■ Work required ■
Write the next part of the safer-sex advice column below, starting right after its last condom tip.

I recently broke up with my long-term boyfriend. Being out on the dating scene and having multiple sexual partners is making me nervous. I don’t want to remain celibate until I find my next serious boyfriend, but I’m curious what I need to do to make sure I’m being safe. Obviously condoms are a good start, but is there anything else I should know?
To see Dr. Glickman's answer, read more.
Let’s start with the basics. First, I need to acknowledge that the only way to be 100 percent safe is to never have sex. But that’s like saying that the only way to 100 percent avoid getting into a car accident is to never get into a car. Since that’s not something most of us are willing to do, we take steps to make it safer. Second, while some sexually transmitted infections (STIs) can be life-threatening, others are generally treated quite easily, as long as you get tested. It’s worth getting tested on a regular basis, such as every six or 12 months.
Third, a lot of people find that it’s really useful to be able to talk with a potential sexual partner about their sexual and STI testing history. Other people prefer to assume that a partner has an STI and act accordingly. Given that a lot of people lie about their STI history and a lot of people (especially men) have an STI and don’t know it because they’ve never had any symptoms, it’s certainly worth considering. Whatever route you choose, think about it in advance.
Now let’s talk about what you can do. Condoms work more effectively when you know how to use them. For example:
- Check the expiration date. As latex ages, it becomes more likely to break.
- Keep condoms away from heat and direct sunlight. Heat makes latex more fragile. Don’t keep condoms in the glove compartment of your car. It’s okay to put a condom in your pocket when going on a date, but don’t keep one in your wallet.
- Using condoms is only an interruption if you let it be. Keep them close and find ways to incorporate them in your play.
- Put a few drops of a latex-compatible lubricant in the head of the condom before putting it on. Not only will this reduce air bubbles and the chance of breakage, but it also increases sensation for the wearer. Never use oils with latex or polyisoprene condoms! They will break in less than a minute.

■ Supplied records ■
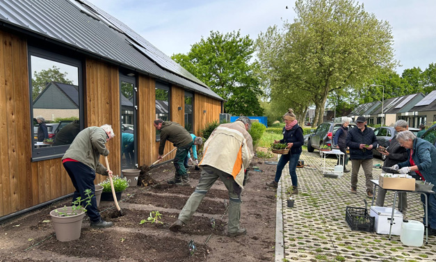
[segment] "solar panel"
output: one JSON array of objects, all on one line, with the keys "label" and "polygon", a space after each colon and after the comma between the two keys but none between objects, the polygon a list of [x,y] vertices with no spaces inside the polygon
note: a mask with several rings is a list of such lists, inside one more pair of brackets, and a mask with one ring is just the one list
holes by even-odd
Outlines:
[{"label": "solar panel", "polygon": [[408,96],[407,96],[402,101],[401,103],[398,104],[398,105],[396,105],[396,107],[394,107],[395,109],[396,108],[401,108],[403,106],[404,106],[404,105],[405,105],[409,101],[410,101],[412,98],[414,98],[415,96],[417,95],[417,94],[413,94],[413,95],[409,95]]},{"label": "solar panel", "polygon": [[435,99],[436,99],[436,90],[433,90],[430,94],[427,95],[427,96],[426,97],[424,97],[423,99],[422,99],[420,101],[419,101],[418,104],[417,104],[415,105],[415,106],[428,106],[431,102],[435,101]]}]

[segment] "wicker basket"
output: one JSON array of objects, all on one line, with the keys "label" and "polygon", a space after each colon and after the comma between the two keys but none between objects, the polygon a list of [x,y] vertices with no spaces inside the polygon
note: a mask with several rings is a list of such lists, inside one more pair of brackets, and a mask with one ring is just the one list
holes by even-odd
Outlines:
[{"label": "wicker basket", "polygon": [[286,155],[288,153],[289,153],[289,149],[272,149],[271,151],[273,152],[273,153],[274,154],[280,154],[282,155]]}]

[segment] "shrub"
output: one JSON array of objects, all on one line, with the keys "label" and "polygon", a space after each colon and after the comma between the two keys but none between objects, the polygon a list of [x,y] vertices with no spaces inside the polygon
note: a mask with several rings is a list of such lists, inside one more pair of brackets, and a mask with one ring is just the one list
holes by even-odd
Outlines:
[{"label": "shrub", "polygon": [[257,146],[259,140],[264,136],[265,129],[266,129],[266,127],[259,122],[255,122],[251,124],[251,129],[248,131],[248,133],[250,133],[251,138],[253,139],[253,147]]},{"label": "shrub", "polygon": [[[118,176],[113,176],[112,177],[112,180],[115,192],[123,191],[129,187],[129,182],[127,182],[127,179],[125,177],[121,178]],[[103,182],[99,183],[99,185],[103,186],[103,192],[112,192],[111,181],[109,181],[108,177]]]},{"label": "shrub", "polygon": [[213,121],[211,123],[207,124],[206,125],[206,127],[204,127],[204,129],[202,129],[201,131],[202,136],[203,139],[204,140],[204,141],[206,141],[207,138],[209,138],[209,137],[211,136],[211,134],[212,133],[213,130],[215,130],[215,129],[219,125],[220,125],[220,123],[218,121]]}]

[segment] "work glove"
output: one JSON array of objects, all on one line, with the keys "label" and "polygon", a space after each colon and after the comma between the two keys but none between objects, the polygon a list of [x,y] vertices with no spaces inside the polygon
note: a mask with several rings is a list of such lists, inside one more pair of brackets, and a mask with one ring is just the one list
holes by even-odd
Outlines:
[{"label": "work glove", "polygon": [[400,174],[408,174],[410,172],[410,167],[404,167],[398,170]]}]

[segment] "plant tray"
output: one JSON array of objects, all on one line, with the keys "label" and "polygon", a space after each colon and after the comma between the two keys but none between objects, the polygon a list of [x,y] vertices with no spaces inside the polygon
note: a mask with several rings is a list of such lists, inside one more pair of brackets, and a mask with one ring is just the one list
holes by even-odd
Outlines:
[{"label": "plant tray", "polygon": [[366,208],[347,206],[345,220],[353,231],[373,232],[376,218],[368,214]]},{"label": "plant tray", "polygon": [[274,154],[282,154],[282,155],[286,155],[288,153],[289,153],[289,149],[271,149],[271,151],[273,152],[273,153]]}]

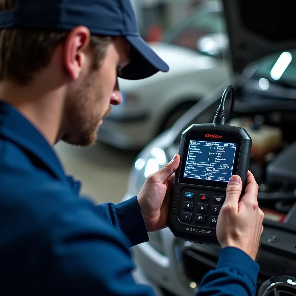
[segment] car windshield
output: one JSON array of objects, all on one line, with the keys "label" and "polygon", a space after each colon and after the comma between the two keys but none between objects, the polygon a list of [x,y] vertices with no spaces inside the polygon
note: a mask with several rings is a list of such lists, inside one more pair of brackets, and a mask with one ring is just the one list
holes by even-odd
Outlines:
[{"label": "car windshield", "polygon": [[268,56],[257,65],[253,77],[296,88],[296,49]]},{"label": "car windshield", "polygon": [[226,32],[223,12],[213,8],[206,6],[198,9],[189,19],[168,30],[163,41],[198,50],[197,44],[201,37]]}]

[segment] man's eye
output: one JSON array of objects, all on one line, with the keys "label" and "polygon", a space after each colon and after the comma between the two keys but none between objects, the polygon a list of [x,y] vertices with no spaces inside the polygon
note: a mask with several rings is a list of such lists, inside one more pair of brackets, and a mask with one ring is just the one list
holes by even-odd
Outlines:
==
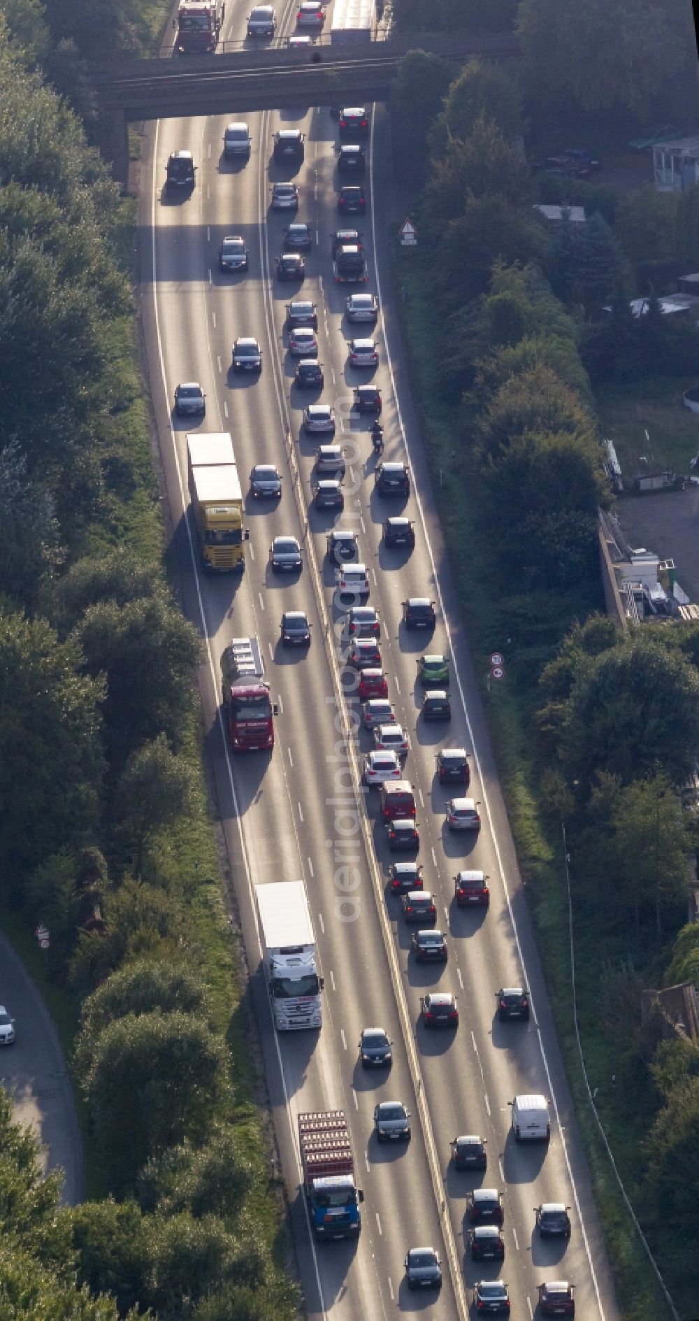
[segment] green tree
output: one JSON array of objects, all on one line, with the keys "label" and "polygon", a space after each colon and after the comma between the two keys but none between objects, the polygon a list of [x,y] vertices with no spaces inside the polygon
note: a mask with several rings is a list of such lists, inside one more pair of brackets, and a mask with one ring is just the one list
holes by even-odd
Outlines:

■ Written response ■
- Roll the condom all the way down and check to make sure that it’s still there during sex. Sometimes, condoms can slip off, especially if they’re not rolled completely down.
- After ejaculation, hold the base of the condom. It is important to pull out before he gets too soft. As the penis softens, the condom is more likely to come off.
While condoms are very effective at preventing certain STIs, they don’t necessarily protect against all. If someone has herpes on his penis or inside her vagina, a condom can cover it during intercourse. But if they have it on their scrotum or labia, the condom won’t prevent transmission if the person is shedding the virus. That’s why it’s important to talk with a potential partner. Scarleteen has a lot of excellent info here.
Also, different activities have different levels of risk. Anal penetration is higher risk for many STIs than vaginal penetration. Contact with blood (including menstrual blood) or semen increases the possibility of transmission, especially if you have an open cut or sore. And oral sex on a woman is very low risk for both people for most STIs. So you might choose what you’ll do with a particular partner based on your assessment of your STI risk. It doesn’t have to be all-or-nothing. Planned Parenthood has a lot of great info here, as does San Francisco City Clinic.
I really hope that I didn’t scare you. I know that fear of STIs is often used to try to keep people from having sex. But making safer sex part of your routine is pretty easy — with a little practice, you won’t even notice it anymore. Have fun!